# RECORDED DATA
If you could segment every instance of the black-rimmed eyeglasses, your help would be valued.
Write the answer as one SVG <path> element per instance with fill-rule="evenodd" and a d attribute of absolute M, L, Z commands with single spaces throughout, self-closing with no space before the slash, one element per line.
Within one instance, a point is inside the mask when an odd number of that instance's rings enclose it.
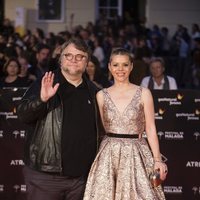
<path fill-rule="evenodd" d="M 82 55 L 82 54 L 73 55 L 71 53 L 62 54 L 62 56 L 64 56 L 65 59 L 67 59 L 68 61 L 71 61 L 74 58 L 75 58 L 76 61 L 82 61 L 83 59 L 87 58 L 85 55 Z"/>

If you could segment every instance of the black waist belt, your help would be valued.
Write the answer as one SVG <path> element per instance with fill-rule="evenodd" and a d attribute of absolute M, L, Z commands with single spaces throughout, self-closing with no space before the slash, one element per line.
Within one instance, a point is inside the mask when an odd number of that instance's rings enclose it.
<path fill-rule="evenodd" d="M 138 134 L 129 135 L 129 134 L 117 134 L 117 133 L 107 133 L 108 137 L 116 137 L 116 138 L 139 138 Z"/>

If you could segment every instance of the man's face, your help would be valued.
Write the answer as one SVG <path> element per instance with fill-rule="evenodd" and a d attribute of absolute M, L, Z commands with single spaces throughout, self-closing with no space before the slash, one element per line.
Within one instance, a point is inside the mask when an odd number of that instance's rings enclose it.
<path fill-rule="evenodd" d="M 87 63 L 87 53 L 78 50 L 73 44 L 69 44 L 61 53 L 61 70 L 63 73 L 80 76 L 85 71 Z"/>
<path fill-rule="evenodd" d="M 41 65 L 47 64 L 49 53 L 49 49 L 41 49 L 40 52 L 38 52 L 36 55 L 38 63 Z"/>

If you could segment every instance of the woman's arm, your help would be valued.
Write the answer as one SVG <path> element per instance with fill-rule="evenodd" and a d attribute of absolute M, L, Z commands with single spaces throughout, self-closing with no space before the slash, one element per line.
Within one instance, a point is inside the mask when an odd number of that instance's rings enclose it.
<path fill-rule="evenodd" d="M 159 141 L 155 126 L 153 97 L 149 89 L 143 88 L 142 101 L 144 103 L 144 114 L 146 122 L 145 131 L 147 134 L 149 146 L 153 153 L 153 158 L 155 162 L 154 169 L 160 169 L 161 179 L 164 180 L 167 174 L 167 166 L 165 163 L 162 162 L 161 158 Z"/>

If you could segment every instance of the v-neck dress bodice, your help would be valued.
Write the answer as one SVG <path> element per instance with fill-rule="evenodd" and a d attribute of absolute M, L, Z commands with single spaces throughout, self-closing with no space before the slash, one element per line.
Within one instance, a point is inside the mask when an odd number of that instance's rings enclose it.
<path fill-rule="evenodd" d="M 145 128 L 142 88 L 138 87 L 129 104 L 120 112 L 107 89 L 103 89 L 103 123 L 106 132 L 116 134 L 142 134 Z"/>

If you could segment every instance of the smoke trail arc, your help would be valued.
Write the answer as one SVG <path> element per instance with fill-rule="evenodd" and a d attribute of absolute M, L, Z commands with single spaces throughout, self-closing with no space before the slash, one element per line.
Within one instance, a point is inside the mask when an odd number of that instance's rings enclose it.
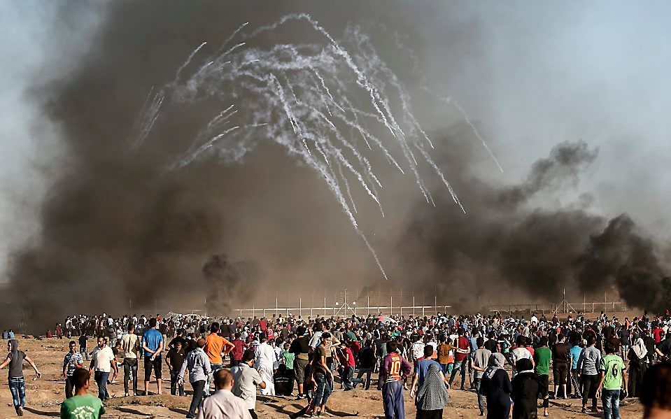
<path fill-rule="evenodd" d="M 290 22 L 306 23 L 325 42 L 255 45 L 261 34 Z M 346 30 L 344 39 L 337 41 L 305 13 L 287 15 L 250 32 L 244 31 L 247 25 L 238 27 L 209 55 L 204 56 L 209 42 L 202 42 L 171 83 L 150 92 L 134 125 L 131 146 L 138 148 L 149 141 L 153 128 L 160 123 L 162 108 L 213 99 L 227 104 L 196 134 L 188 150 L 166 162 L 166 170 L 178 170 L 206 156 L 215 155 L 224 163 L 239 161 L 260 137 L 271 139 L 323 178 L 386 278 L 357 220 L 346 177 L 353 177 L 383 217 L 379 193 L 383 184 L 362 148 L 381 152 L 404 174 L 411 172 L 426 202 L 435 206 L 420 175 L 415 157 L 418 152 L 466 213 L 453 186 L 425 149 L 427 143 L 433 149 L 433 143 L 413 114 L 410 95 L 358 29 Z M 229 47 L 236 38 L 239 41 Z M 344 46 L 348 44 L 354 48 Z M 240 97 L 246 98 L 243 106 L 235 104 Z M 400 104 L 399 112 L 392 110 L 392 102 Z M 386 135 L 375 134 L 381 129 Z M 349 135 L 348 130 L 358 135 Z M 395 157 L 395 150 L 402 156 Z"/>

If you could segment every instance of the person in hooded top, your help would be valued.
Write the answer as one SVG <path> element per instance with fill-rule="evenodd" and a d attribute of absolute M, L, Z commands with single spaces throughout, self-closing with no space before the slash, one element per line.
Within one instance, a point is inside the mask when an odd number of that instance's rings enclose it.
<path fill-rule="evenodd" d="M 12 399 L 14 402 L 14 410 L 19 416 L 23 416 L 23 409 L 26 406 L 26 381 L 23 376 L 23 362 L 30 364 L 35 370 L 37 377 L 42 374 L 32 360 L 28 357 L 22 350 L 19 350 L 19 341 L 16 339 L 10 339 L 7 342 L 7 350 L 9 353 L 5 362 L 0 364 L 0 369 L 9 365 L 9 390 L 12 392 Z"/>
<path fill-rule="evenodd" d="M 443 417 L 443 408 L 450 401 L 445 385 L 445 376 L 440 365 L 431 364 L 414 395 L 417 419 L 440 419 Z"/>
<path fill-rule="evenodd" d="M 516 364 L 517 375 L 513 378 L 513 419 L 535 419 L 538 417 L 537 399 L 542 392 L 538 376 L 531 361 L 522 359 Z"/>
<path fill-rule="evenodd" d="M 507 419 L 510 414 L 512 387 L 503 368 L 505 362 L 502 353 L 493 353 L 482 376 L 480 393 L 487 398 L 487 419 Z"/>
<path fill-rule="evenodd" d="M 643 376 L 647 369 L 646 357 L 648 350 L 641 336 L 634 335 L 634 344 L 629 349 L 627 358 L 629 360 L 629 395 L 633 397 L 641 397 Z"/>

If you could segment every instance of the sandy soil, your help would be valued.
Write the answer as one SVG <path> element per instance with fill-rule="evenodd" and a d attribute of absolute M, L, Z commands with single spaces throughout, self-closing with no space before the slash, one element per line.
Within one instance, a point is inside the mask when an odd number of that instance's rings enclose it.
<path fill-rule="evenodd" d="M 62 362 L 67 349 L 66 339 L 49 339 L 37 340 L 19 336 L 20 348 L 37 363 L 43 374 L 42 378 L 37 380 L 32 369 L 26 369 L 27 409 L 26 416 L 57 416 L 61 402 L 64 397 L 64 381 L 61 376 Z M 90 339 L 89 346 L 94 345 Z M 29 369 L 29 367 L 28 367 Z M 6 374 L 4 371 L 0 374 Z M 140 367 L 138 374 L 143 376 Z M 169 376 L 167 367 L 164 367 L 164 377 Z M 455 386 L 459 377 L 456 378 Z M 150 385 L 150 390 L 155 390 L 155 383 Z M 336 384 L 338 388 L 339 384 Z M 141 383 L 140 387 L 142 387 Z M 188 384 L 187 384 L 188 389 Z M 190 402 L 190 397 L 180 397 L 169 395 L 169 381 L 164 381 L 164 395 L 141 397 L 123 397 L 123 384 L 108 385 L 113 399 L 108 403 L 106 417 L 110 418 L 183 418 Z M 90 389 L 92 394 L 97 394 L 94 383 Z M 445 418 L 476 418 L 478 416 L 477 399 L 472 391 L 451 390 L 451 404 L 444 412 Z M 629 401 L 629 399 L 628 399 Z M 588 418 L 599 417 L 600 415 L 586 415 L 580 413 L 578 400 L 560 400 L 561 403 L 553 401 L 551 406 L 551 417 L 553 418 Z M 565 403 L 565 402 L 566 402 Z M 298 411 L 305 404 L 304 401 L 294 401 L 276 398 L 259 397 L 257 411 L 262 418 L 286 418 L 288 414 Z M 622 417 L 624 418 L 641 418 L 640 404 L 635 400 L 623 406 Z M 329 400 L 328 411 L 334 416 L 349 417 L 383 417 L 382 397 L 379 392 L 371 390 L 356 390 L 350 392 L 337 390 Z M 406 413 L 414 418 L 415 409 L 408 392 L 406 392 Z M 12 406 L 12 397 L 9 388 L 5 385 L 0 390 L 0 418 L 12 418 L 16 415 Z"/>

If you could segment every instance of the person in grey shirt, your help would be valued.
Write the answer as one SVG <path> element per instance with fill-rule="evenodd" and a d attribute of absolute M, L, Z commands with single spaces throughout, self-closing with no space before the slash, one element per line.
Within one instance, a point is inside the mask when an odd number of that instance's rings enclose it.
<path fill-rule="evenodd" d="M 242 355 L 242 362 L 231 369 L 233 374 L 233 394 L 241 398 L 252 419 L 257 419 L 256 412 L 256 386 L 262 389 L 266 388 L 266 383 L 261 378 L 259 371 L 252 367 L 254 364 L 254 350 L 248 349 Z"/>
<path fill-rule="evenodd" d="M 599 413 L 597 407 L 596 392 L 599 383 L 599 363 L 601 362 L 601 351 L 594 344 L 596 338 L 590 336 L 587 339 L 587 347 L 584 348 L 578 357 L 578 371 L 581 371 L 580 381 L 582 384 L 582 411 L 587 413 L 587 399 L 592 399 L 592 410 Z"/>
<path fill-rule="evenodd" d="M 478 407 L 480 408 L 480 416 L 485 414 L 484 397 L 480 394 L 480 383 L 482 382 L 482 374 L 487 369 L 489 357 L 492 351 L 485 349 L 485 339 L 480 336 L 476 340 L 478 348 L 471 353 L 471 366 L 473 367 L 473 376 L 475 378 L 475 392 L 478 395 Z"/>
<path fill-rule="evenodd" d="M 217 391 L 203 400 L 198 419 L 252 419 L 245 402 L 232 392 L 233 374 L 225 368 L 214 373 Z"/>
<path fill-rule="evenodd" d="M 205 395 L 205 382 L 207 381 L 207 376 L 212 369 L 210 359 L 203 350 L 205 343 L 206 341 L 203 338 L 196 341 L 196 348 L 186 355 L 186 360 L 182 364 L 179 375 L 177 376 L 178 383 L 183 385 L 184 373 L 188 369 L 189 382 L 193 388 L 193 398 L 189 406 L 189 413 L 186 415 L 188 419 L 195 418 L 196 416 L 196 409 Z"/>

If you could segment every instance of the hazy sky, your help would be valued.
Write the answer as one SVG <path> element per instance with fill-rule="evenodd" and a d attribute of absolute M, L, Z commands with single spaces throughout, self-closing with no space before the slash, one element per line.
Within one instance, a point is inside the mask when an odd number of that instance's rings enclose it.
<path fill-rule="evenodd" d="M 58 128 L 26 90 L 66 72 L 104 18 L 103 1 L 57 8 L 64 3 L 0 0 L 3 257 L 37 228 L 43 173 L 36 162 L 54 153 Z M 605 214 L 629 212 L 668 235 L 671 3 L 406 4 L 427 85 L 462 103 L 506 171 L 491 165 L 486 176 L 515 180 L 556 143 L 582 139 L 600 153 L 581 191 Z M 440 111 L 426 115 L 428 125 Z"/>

# TO DO
Write out everything above from the line containing "If you could segment every instance of the sandy" down to the line containing "62 362 L 67", both included, and shift every coordinate in the answer by -102.

# OUTPUT FOR THIS TASK
If you could segment every instance of the sandy soil, your help would be valued.
Write the answer as one SVG <path> element per instance with fill-rule="evenodd" and a d attribute of absolute M, L, Z commands with single spaces throughout, self-closing with no space before the slash, one element per line.
Within one instance, a point is inside the mask when an odd number of that instance's rings enclose it.
<path fill-rule="evenodd" d="M -40 260 L -35 247 L -36 237 L -53 237 L -65 238 L -83 234 L -82 246 L -65 261 L -59 272 L -60 276 L -65 278 L -70 267 L -76 267 L -75 307 L -76 314 L -45 314 L -41 300 L -38 295 L -38 279 L -41 274 Z M -12 237 L -13 244 L -8 243 Z M -73 267 L -73 265 L -74 265 Z M -96 272 L -98 269 L -102 272 Z M 38 265 L 36 272 L 41 274 Z M 67 274 L 65 265 L 62 265 L 62 275 Z M 353 284 L 357 275 L 354 276 Z M 48 283 L 48 288 L 53 288 L 53 281 Z M 234 282 L 236 286 L 237 282 Z M 39 281 L 38 285 L 40 285 Z M 86 282 L 85 282 L 86 287 Z M 88 300 L 88 295 L 78 295 L 67 293 L 67 279 L 62 279 L 62 293 L 39 295 L 21 295 L 21 282 L 6 283 L 11 297 L 6 301 L 4 315 L 8 316 L 81 316 Z M -12 287 L -10 292 L -5 292 L -8 281 Z M 343 316 L 374 316 L 376 314 L 375 297 L 370 289 L 349 288 L 349 302 L 342 310 Z M 527 299 L 527 297 L 526 297 Z M 486 316 L 497 315 L 498 313 L 484 313 L 478 311 L 476 298 L 458 298 L 459 301 L 451 299 L 449 304 L 449 315 L 451 316 Z M 463 301 L 463 300 L 464 300 Z M 196 309 L 203 302 L 202 299 L 192 299 L 174 296 L 157 295 L 155 309 L 160 316 L 184 316 L 186 312 Z M 520 315 L 522 316 L 539 316 L 538 302 L 533 298 L 521 304 Z M 227 298 L 226 309 L 232 314 L 247 315 L 281 315 L 280 295 L 277 290 L 269 288 L 254 288 L 248 290 L 235 288 Z M 304 311 L 312 316 L 313 307 L 306 290 L 304 290 Z M -90 304 L -90 295 L -93 286 L -97 283 L -102 288 L -102 316 L -90 316 L -86 313 Z"/>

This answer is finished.